* [SELECTED EXCERPT]:
= Beginning of Section =

Minneapolis-based Fairview Health Services terminated 250 positions to curb what it called “ongoing challenges, including inflation, high labor costs and lagging payment rates from insurers.”

Missouri

Boone Health in Columbia shuttered its home care and hospice service line, resulting in the loss of employment for 26 employees in November.

Pemiscot Memorial Health Systems terminated 10 of its 100 or so workers in October.

Washington

In October, Vancouver’s PeaceHealth informed the state that it was closing its Sacred Heart Medical Center University District hospital in Eugene, Oregon, impacting 463 caregivers. The healthcare system said it would try to offer jobs to 325 of them, while the remaining 129 will have to search for new positions.

Ohio

Toledo-based ProMedica laid off 122 people in October from its home health agency. They also closed facilities in Clyde, Ohio, and Dundee, Michigan.

North Carolina

Novant Health in Winston-Salem let go 160 of its 36,000 employees in November as part of an “organizational redesign plan.”

Texas

Southwestern Health Resources disclosed it was laying off many of its workers, although it was careful not to disclose the exact figures.

In August, Vibra Healthcare let 76 employees go at its specialty hospital in DeSoto, Texas. Additional firings took place in late September at its critical access facility.

= End of Section =

* [SUPPLIED RECORDS]:

= Beginning of Section =

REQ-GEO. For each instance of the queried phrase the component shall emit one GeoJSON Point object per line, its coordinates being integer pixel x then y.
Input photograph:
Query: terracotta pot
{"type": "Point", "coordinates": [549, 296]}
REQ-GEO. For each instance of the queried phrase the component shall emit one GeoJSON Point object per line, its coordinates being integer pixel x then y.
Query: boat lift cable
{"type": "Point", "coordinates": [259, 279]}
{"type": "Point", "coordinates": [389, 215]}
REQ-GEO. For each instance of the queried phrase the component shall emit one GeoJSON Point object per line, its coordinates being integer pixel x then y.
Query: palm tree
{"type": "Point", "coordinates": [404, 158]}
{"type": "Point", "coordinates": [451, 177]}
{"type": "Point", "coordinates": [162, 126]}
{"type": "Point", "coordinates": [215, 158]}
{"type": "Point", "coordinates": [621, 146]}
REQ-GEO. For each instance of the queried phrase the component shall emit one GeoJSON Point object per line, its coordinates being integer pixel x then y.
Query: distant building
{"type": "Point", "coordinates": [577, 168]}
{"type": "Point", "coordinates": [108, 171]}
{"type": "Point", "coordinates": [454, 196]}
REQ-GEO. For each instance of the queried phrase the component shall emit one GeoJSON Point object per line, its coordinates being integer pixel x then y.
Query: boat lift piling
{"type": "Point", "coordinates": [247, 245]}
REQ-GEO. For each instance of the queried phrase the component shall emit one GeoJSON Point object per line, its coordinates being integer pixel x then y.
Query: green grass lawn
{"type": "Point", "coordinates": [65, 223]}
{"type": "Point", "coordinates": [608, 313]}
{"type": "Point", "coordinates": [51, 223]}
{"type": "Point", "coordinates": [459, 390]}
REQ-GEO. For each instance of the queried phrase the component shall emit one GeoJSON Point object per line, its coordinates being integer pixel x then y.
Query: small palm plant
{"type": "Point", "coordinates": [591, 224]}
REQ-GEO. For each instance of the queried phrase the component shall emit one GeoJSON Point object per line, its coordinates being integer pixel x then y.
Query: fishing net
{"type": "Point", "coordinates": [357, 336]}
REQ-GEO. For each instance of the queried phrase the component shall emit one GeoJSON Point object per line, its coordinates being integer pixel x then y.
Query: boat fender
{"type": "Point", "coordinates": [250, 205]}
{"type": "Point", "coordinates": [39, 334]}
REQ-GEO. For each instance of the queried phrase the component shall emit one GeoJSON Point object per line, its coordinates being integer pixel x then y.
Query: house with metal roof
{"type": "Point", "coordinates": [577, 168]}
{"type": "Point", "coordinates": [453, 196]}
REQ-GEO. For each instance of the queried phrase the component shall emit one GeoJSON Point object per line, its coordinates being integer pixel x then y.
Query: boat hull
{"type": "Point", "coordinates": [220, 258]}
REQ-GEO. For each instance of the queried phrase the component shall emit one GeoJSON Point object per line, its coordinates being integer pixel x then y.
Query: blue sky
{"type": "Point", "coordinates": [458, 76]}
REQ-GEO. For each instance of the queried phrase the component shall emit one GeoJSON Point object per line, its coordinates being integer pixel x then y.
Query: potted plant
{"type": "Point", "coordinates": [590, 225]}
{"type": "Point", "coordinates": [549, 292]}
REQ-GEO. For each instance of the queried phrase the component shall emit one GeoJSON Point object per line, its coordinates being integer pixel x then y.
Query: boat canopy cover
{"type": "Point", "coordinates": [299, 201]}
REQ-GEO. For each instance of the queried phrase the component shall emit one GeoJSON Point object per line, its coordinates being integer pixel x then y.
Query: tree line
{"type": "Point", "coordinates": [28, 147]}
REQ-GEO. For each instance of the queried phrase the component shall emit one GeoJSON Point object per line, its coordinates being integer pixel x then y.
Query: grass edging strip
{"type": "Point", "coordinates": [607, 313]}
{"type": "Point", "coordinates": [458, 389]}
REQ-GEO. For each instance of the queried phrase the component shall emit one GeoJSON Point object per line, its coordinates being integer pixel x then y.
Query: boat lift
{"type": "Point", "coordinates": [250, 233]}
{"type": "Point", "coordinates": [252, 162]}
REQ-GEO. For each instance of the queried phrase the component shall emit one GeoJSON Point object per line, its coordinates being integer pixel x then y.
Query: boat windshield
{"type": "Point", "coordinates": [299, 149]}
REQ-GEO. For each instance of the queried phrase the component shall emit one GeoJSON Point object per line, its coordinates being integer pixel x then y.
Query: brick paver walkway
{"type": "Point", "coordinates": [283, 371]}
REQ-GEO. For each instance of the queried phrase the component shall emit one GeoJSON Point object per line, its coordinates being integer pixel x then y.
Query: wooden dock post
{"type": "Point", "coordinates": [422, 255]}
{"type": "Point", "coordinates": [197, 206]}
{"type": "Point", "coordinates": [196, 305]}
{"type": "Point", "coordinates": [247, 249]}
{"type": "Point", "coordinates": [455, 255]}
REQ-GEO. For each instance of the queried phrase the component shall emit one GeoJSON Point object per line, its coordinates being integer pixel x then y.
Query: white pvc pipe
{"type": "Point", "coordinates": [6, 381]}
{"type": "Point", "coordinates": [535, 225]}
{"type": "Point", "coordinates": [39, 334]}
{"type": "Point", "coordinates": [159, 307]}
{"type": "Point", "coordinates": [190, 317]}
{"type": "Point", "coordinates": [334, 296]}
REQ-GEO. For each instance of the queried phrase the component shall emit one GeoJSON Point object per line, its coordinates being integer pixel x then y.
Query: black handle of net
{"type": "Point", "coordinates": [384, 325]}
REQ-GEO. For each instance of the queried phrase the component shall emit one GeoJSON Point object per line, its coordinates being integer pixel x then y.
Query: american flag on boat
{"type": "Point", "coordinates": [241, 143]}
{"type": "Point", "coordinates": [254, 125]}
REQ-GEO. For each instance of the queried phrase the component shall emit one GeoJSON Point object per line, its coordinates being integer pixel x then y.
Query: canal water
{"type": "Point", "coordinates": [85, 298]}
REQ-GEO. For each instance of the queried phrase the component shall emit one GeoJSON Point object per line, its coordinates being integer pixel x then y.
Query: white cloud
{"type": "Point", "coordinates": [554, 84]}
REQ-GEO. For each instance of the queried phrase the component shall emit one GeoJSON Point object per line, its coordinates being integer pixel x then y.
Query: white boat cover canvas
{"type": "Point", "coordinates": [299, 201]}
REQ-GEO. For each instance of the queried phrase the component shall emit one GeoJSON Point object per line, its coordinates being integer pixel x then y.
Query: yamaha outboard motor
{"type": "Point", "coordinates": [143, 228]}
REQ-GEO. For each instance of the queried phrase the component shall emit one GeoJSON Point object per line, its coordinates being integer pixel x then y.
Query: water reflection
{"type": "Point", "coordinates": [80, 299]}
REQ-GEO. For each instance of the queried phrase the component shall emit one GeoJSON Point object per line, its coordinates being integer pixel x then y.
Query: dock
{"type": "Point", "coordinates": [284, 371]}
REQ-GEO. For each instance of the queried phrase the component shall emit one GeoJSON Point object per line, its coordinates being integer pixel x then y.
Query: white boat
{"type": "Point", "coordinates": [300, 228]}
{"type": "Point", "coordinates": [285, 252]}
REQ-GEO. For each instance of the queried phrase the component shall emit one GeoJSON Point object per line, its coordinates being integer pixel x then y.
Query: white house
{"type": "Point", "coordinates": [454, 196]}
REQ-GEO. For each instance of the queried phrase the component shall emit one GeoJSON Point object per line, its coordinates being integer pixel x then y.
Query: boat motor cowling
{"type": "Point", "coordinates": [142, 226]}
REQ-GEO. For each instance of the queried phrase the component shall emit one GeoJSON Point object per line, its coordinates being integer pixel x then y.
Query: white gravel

= End of Section =

* [WHAT TO WORK ON]:
1) In the list of healthcare layoffs by state, which service line did Boone Health in Columbia shut down?
2) Write the next part of the state-by-state list of healthcare layoffs, continuing after its last entry.

* [ANSWERS]:
1) Its home care and hospice service line.

2)
Iowa

West Burlington-based Southeast Iowa Regional Medical Center is laying off 67 people across two hospitals.

Massachusetts

Tufts Medicine, located in Burlington, cut hundreds of positions from its diagnostics labs in August and outsourced these to Labcorp, a corporate giant that operates the largest clinical laboratory networks in the world.

The profit-driven crisis in American healthcare

Many news outlets have emphasized that the cuts in healthcare are falling predominately on administrative staff and upper-level management under the auspices of reducing redundancy and improving organizational efficiency. But these job cuts signal a deepening of the merger, acquisition and monopolization of the healthcare industry which will see a further deterioration of quality of care at the expense of profit.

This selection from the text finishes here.